• TEXT SHOWN:
I use EdgeR
to perform DE analysis using the standard protocol.
The steps are as follows.
- Alignment using
HiSAT2
, - Count matrix generation using
PrepDE.py
, - DE analysis using
EdgeR
using LRT.
When I perform DE analysis with count matrix for only two samples groups which I need to compare, I get larger number of deferentially expressed genes, as compared to, when I perform DE analysis with count matrix for large number of samples, and compare the same two samples groups using contrast parameter.
I am assuming that presence of counts from other group samples affects normalisation and dispersion of counts of samples from these two groups which are of my interest.
My question is, which DE genes should I trust? The ones I get when I use only two-sample-group-count-matrix or the one I get when I use an all-sample-group-count-matrix?
Hi Devon,
Please let me correct myself. By two samples I meant two groups.
In other words, if I perform DE analysis between C1 and T1 groups using C1 and T1 count matrix, I get more number of DE genes. If I perform DE analysis between C1 and T1 groups using C1, T1, C2, T2, C3, T3 count matrix, I get less number of DE genes.

• WORK INSTRUCTIONS:
1. In the edgeR thread, which script generates the count matrix?
2. Summarize the edgeR thread in two sentences.
3. Reproduce the edgeR thread word for word, from "- Alignment using" to "using contrast parameter.".

• DATA LISTING:
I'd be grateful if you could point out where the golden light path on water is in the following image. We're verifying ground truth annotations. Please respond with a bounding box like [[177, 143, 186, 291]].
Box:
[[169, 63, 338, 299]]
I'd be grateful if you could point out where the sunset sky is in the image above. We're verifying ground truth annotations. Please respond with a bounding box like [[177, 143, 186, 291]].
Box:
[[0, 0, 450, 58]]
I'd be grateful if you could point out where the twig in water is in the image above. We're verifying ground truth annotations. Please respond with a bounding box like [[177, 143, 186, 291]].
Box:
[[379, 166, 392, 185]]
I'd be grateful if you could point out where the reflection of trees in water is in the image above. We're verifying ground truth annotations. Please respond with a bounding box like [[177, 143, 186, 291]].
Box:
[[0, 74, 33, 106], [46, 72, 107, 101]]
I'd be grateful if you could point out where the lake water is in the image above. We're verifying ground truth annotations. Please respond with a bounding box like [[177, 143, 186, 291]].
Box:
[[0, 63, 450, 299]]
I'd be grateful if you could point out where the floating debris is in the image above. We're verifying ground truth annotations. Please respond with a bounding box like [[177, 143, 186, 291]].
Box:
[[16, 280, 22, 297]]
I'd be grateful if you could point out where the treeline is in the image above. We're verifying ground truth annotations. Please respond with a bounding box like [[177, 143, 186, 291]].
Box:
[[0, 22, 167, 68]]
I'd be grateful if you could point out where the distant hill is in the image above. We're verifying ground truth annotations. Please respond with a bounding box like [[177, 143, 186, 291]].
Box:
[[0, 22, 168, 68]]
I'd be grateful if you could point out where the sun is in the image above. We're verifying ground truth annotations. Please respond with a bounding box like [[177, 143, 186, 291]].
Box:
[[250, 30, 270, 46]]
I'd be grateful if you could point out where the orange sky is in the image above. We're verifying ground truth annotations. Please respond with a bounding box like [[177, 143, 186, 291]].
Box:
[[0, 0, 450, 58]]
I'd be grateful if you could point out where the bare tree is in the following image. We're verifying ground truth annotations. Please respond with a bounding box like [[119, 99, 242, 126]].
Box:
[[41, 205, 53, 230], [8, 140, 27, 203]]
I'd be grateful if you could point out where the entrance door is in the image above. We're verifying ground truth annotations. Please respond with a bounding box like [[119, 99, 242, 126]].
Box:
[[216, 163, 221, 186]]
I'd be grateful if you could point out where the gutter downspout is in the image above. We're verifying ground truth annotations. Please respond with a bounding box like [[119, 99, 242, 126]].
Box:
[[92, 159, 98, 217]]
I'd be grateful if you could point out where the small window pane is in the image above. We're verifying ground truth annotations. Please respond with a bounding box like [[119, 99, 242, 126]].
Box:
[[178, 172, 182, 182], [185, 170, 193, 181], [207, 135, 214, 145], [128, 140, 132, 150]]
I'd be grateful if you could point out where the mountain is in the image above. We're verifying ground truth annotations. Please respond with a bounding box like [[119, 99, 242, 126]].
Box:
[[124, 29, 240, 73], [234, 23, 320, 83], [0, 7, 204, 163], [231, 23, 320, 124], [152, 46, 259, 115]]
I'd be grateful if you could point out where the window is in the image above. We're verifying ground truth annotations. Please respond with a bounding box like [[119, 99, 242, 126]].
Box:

• RESULTS OF THE TASKS:
1. PrepDE.py

2. The writer runs DE analysis by aligning with HiSAT2, building a count matrix with PrepDE.py, and testing in EdgeR with LRT, and finds more DE genes between two groups when the count matrix holds only those groups than when it holds all groups and a contrast is used. Assuming the other groups' counts affect normalization and dispersion, the writer asks which set of DE genes to trust.

3.
- Alignment using
HiSAT2
, - Count matrix generation using
PrepDE.py
, - DE analysis using
EdgeR
using LRT.
When I perform DE analysis with count matrix for only two samples groups which I need to compare, I get larger number of deferentially expressed genes, as compared to, when I perform DE analysis with count matrix for large number of samples, and compare the same two samples groups using contrast parameter.